Point localization data
Content starts

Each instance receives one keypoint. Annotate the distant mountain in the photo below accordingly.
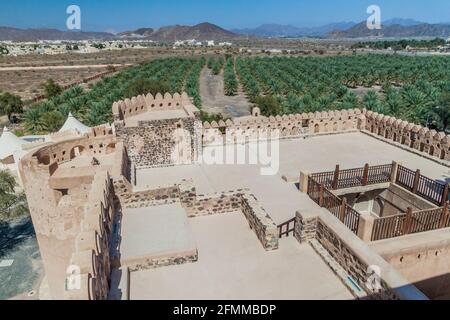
(20, 35)
(402, 22)
(139, 33)
(278, 30)
(393, 31)
(202, 31)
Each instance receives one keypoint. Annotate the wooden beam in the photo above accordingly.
(416, 182)
(336, 177)
(445, 195)
(408, 221)
(343, 210)
(321, 192)
(365, 179)
(444, 216)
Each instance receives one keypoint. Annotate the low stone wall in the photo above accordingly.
(355, 257)
(148, 198)
(163, 260)
(266, 230)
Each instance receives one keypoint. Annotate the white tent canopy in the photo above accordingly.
(72, 124)
(9, 144)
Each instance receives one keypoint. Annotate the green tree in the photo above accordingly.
(12, 204)
(33, 122)
(441, 113)
(52, 89)
(10, 104)
(146, 86)
(268, 105)
(52, 121)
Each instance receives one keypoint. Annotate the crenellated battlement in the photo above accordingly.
(147, 103)
(435, 144)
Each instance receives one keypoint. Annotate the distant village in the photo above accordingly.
(47, 47)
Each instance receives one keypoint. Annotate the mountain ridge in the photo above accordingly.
(392, 31)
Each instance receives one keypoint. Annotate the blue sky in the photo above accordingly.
(120, 15)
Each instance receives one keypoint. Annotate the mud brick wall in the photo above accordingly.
(224, 202)
(266, 230)
(350, 261)
(152, 143)
(148, 198)
(305, 228)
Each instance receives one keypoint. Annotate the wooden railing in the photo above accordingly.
(336, 206)
(411, 222)
(285, 229)
(388, 227)
(430, 190)
(358, 177)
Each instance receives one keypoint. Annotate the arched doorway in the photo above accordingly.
(76, 151)
(316, 128)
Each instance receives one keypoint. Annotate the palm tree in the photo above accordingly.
(33, 122)
(10, 104)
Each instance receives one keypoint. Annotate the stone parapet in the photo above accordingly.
(262, 224)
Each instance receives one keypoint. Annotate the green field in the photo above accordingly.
(411, 88)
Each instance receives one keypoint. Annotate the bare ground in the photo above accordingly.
(214, 99)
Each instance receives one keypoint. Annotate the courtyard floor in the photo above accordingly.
(233, 265)
(280, 199)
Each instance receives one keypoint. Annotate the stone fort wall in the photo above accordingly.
(58, 181)
(429, 142)
(159, 142)
(90, 261)
(147, 103)
(436, 144)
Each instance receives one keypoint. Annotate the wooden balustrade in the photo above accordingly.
(430, 190)
(336, 206)
(285, 229)
(411, 222)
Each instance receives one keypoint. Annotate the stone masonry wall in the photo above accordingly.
(165, 260)
(91, 261)
(346, 249)
(289, 126)
(154, 143)
(435, 144)
(266, 230)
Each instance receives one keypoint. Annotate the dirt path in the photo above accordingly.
(214, 99)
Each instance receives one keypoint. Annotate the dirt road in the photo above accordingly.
(214, 99)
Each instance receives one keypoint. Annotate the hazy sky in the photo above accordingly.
(120, 15)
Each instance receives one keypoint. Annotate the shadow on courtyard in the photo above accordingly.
(18, 245)
(14, 233)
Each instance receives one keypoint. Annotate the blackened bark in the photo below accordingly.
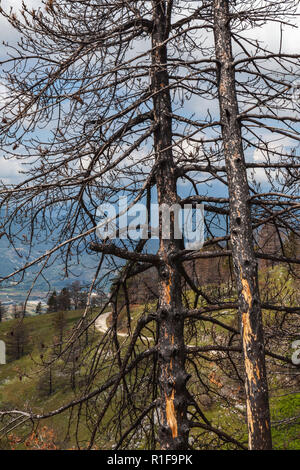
(245, 265)
(173, 433)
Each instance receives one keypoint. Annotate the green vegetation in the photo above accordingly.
(24, 382)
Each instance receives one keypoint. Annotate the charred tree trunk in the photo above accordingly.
(174, 427)
(244, 259)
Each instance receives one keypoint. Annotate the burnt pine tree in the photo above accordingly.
(245, 264)
(141, 97)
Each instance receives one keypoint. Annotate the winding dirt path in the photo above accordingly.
(101, 326)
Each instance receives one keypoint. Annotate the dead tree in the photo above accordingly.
(115, 82)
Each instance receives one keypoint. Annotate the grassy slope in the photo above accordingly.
(16, 392)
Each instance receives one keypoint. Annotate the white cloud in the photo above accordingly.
(9, 170)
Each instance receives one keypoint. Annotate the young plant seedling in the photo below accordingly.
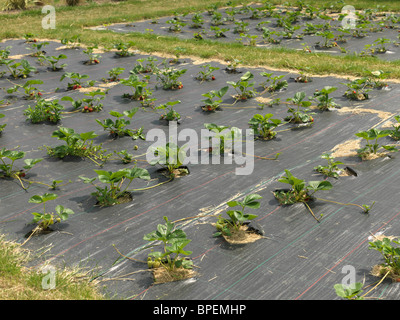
(301, 113)
(2, 126)
(276, 83)
(44, 110)
(357, 89)
(372, 146)
(17, 70)
(93, 58)
(349, 292)
(29, 91)
(46, 219)
(169, 78)
(225, 135)
(71, 43)
(206, 73)
(171, 258)
(395, 132)
(138, 87)
(170, 157)
(219, 32)
(263, 126)
(53, 62)
(77, 80)
(123, 48)
(113, 191)
(77, 145)
(391, 256)
(236, 223)
(7, 167)
(213, 99)
(118, 128)
(243, 87)
(170, 114)
(38, 48)
(113, 74)
(323, 99)
(331, 169)
(300, 191)
(91, 104)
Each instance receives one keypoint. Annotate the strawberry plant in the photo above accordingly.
(92, 104)
(213, 99)
(174, 241)
(170, 157)
(118, 128)
(149, 67)
(247, 39)
(395, 132)
(170, 114)
(175, 25)
(197, 21)
(357, 89)
(323, 99)
(351, 292)
(327, 35)
(390, 254)
(123, 48)
(241, 27)
(276, 83)
(219, 32)
(7, 160)
(125, 156)
(243, 86)
(113, 74)
(376, 80)
(113, 191)
(206, 73)
(301, 113)
(44, 110)
(38, 48)
(2, 126)
(71, 43)
(77, 145)
(45, 219)
(137, 86)
(169, 78)
(225, 136)
(303, 78)
(372, 146)
(300, 190)
(237, 218)
(217, 19)
(53, 61)
(93, 58)
(331, 169)
(232, 65)
(18, 70)
(268, 36)
(29, 91)
(76, 79)
(263, 126)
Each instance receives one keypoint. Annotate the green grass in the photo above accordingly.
(18, 282)
(73, 21)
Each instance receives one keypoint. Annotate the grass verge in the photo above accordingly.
(18, 282)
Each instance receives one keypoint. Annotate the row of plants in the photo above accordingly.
(114, 187)
(285, 26)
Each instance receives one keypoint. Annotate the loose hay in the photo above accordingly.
(162, 275)
(242, 236)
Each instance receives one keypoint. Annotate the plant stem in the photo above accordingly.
(345, 204)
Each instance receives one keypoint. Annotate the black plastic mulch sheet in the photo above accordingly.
(299, 258)
(301, 38)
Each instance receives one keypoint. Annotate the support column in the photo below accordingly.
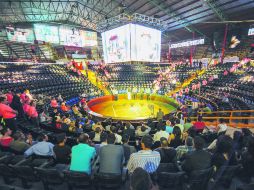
(224, 44)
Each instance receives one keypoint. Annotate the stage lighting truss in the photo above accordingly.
(136, 18)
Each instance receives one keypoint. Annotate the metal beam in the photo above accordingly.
(167, 10)
(215, 9)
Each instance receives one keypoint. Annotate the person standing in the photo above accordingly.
(111, 157)
(8, 114)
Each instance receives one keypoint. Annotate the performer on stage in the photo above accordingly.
(134, 91)
(148, 93)
(129, 93)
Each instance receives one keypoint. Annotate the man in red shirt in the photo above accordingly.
(199, 125)
(8, 114)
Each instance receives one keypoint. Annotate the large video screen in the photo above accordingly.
(116, 44)
(46, 33)
(70, 36)
(89, 38)
(145, 44)
(21, 35)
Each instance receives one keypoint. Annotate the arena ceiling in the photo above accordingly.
(181, 17)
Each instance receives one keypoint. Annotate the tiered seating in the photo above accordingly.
(49, 80)
(4, 50)
(23, 50)
(238, 92)
(127, 76)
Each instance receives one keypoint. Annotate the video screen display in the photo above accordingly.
(116, 44)
(145, 44)
(89, 38)
(21, 35)
(46, 33)
(70, 36)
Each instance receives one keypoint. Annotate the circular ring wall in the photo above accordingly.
(137, 107)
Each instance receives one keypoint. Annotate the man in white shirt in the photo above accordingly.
(142, 130)
(113, 130)
(222, 127)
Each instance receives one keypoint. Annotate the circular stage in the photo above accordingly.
(122, 108)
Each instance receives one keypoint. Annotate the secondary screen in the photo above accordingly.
(21, 35)
(46, 33)
(116, 44)
(145, 44)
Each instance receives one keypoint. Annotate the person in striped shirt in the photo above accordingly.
(146, 158)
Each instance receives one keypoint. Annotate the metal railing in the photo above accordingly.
(236, 118)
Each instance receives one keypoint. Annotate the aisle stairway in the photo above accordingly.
(95, 81)
(187, 82)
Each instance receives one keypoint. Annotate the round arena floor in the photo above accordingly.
(126, 109)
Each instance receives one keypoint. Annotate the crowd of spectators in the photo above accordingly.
(120, 148)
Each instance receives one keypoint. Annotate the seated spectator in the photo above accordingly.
(19, 144)
(64, 108)
(176, 138)
(222, 127)
(43, 117)
(187, 125)
(224, 154)
(82, 155)
(53, 103)
(248, 162)
(58, 121)
(160, 114)
(169, 128)
(33, 114)
(78, 126)
(113, 130)
(17, 105)
(141, 180)
(111, 157)
(97, 136)
(26, 107)
(146, 158)
(62, 152)
(8, 114)
(41, 148)
(9, 96)
(168, 154)
(59, 98)
(161, 133)
(128, 150)
(72, 127)
(142, 130)
(199, 125)
(98, 124)
(129, 130)
(76, 112)
(198, 159)
(103, 139)
(247, 136)
(6, 139)
(178, 124)
(66, 119)
(184, 149)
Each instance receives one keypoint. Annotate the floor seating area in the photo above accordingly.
(46, 79)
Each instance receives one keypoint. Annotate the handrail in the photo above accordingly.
(228, 111)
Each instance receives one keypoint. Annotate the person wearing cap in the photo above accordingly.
(82, 155)
(146, 158)
(8, 114)
(62, 152)
(41, 148)
(184, 149)
(168, 154)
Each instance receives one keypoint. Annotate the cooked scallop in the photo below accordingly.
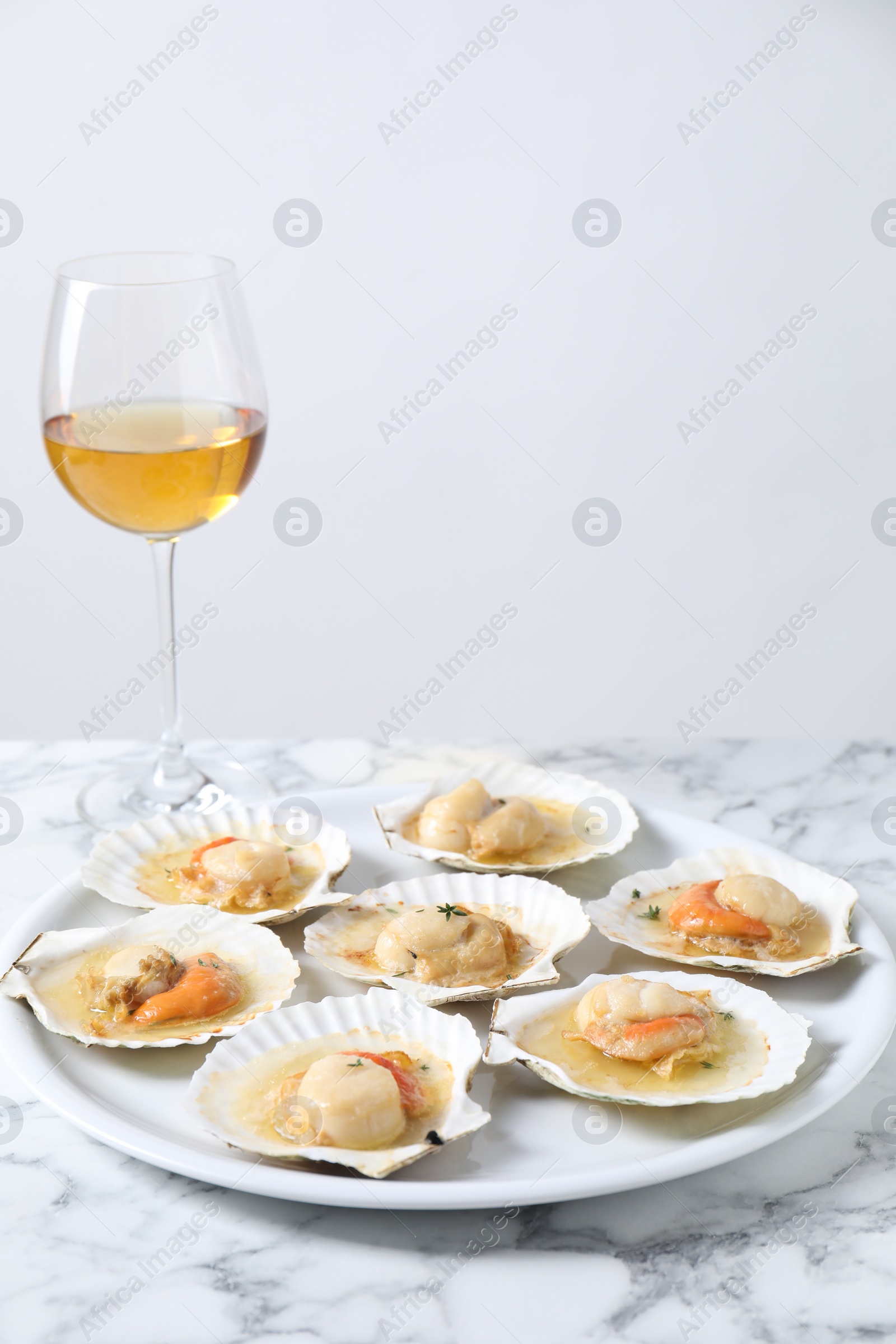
(371, 1082)
(657, 1039)
(445, 822)
(448, 937)
(500, 816)
(144, 983)
(645, 1020)
(359, 1101)
(207, 986)
(511, 830)
(442, 944)
(235, 861)
(732, 909)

Content ends

» **About this task**
Each line from the one with "Each instance receives one keypoint. Annotate the seated" through the final line of the records must be copied exactly, with no pictures and no additional lines.

» **Response below**
Each instance receives one keypoint. Annotate the seated spectator in the photo above accordingly.
(19, 144)
(64, 108)
(176, 138)
(222, 127)
(43, 117)
(187, 125)
(224, 154)
(82, 155)
(53, 103)
(248, 162)
(58, 121)
(160, 114)
(169, 128)
(33, 114)
(78, 126)
(113, 130)
(17, 105)
(141, 180)
(111, 157)
(97, 136)
(26, 107)
(146, 158)
(62, 152)
(8, 114)
(41, 148)
(9, 96)
(168, 154)
(59, 98)
(161, 133)
(128, 150)
(72, 127)
(142, 130)
(199, 125)
(98, 124)
(129, 130)
(76, 112)
(198, 159)
(103, 139)
(247, 136)
(6, 139)
(178, 124)
(66, 119)
(184, 149)
Each instance receives one keypoint. Annotate the floor seating area in the photo above accordingly.
(46, 79)
Each instance receives one keypoint. Annotate the handrail in the photo above accordingly.
(228, 111)
Each instance receives one keypoint. Annotate the person wearing cap in the photo above accordingly.
(82, 155)
(146, 158)
(8, 114)
(62, 152)
(41, 148)
(184, 149)
(168, 154)
Each instance receives one keypoint. Annotate the cooked scallop in the photo below accordingly.
(371, 1082)
(657, 1039)
(445, 822)
(448, 937)
(500, 816)
(144, 983)
(645, 1020)
(359, 1101)
(207, 986)
(511, 830)
(442, 944)
(235, 861)
(732, 909)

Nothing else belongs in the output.